##### 課題用データ

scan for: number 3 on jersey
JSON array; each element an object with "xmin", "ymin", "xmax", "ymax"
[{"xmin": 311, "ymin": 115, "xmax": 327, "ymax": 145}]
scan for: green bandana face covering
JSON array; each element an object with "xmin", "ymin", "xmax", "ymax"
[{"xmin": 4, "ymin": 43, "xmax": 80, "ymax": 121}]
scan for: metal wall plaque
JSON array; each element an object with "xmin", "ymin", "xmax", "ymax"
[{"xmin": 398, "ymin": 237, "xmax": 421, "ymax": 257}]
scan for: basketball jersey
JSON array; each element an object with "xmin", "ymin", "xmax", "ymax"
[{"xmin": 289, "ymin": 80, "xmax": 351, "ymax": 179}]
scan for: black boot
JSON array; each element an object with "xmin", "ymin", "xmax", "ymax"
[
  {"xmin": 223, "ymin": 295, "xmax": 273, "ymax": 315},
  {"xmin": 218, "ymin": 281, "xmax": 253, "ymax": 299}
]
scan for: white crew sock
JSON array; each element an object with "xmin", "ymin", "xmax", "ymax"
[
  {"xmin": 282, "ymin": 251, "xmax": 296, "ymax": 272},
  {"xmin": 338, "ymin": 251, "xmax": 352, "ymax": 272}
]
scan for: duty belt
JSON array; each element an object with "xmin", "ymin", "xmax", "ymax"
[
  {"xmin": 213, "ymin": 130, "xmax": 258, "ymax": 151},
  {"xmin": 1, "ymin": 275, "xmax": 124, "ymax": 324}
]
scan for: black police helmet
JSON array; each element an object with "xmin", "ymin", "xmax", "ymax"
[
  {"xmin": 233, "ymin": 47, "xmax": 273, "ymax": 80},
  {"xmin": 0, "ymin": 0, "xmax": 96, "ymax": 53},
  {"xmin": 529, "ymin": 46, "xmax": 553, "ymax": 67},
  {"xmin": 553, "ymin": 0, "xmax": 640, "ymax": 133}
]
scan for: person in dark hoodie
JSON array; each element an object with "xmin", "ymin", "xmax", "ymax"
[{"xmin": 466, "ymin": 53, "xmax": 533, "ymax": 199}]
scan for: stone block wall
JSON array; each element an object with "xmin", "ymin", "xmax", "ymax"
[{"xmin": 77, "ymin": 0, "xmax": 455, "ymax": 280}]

##########

• **目的**:
「scan for: duty belt」を含む行から書き始め、一覧の最後の行で終えること。両端の行も含め、一字も変えずに書き写す。

• **正解**:
scan for: duty belt
JSON array; each element an object with "xmin", "ymin", "xmax", "ymax"
[
  {"xmin": 213, "ymin": 130, "xmax": 258, "ymax": 151},
  {"xmin": 1, "ymin": 275, "xmax": 124, "ymax": 324}
]
scan for: black police helmet
JSON array; each element an object with "xmin", "ymin", "xmax", "ymax"
[
  {"xmin": 233, "ymin": 47, "xmax": 273, "ymax": 80},
  {"xmin": 0, "ymin": 0, "xmax": 96, "ymax": 53},
  {"xmin": 529, "ymin": 46, "xmax": 553, "ymax": 67},
  {"xmin": 553, "ymin": 0, "xmax": 640, "ymax": 133}
]
scan for: person in dark hoodie
JSON array; each element an object with "xmin", "ymin", "xmax", "ymax"
[{"xmin": 466, "ymin": 53, "xmax": 533, "ymax": 199}]
scan for: stone block wall
JSON array; each element an object with "xmin", "ymin", "xmax", "ymax"
[{"xmin": 77, "ymin": 0, "xmax": 455, "ymax": 280}]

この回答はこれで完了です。